Task requirements: Repeat verbatim the lines of the data below, beginning with the line containing "# test: pin the glowing" and continuing to the end.

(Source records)
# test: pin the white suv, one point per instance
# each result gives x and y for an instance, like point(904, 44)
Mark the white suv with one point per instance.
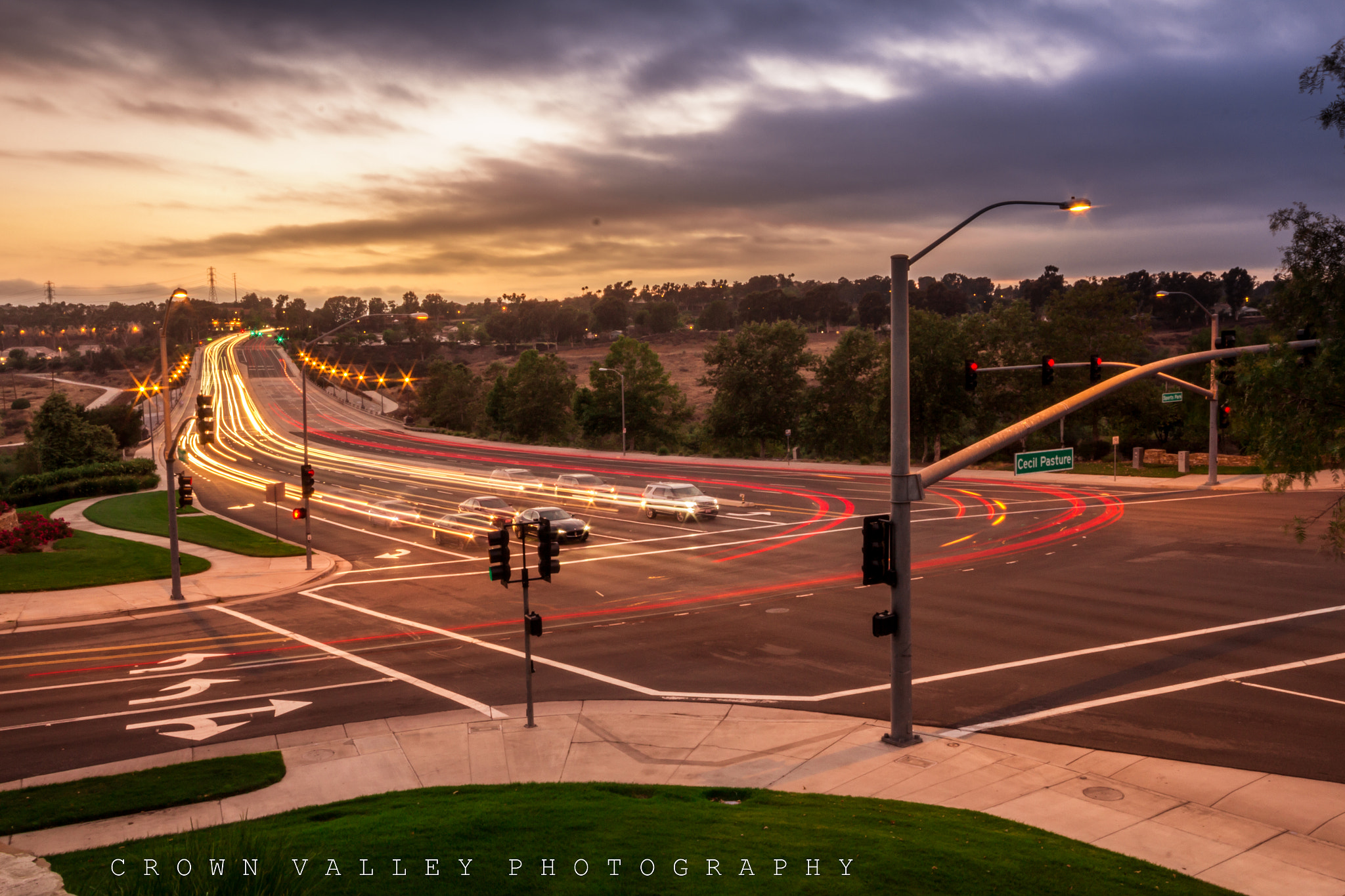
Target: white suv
point(680, 499)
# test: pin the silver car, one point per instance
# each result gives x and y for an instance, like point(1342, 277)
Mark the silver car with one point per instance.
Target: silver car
point(564, 527)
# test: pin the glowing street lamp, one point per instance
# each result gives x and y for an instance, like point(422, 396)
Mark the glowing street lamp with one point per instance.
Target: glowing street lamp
point(907, 486)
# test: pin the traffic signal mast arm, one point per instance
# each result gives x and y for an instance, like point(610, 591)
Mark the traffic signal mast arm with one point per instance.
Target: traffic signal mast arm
point(1005, 437)
point(1060, 366)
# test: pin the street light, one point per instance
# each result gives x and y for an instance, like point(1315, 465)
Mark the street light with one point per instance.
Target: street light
point(303, 375)
point(906, 486)
point(623, 405)
point(1214, 387)
point(175, 562)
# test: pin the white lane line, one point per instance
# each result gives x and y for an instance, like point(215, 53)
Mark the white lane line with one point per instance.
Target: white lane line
point(200, 703)
point(1297, 694)
point(490, 712)
point(1138, 695)
point(1122, 645)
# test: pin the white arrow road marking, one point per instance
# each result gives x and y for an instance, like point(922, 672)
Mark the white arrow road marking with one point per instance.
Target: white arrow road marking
point(192, 688)
point(179, 662)
point(205, 726)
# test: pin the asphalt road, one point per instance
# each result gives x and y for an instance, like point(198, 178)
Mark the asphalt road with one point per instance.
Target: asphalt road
point(1191, 621)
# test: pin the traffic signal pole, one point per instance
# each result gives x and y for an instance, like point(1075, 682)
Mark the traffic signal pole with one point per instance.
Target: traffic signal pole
point(527, 633)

Solution for this exercise:
# test: pin the glowing street lamp, one point per instance
# each result gives x and y for an instance, like point(422, 396)
Mark the glowing street lamp with one point per instance.
Target: glowing street lamp
point(907, 486)
# test: pin the traffic signal mast arm, one point per instance
# each result gives x and y for an instance, like point(610, 591)
Mark the traffic signal mast arm with one point per instance.
Target: traffic signal mast arm
point(1005, 437)
point(1060, 366)
# test: pin the street light, one point per instance
# each result gives x and y for an instance, like point(1315, 465)
Mark the street light with one point per instance.
Target: street light
point(303, 375)
point(906, 486)
point(623, 405)
point(1214, 387)
point(175, 562)
# test: pin the white lane line, one point per instance
# each result gives x and y for an instance, like point(215, 53)
Mark the white lane line with one point per instance.
Target: white lane line
point(200, 703)
point(1297, 694)
point(490, 712)
point(1138, 695)
point(1122, 645)
# test: pin the white arrow road marking, one point per instance
# each result gives x and y for an instance, like point(922, 672)
Mark the white arrow road marking with one point per instance.
Target: white arrow road marking
point(192, 688)
point(179, 662)
point(205, 726)
# test: pin the asphalt road, one point per instance
# each result gives x and y for an instance, like point(198, 178)
Mark the asphalt road with one point per instance.
Target: asphalt road
point(1191, 621)
# test: pin the traffic signal pole, one point per instance
# each result gives x and y for an instance, like point(1075, 682)
Mark the traffic signal pole with one point per instance.
Target: traffic signal pole
point(527, 633)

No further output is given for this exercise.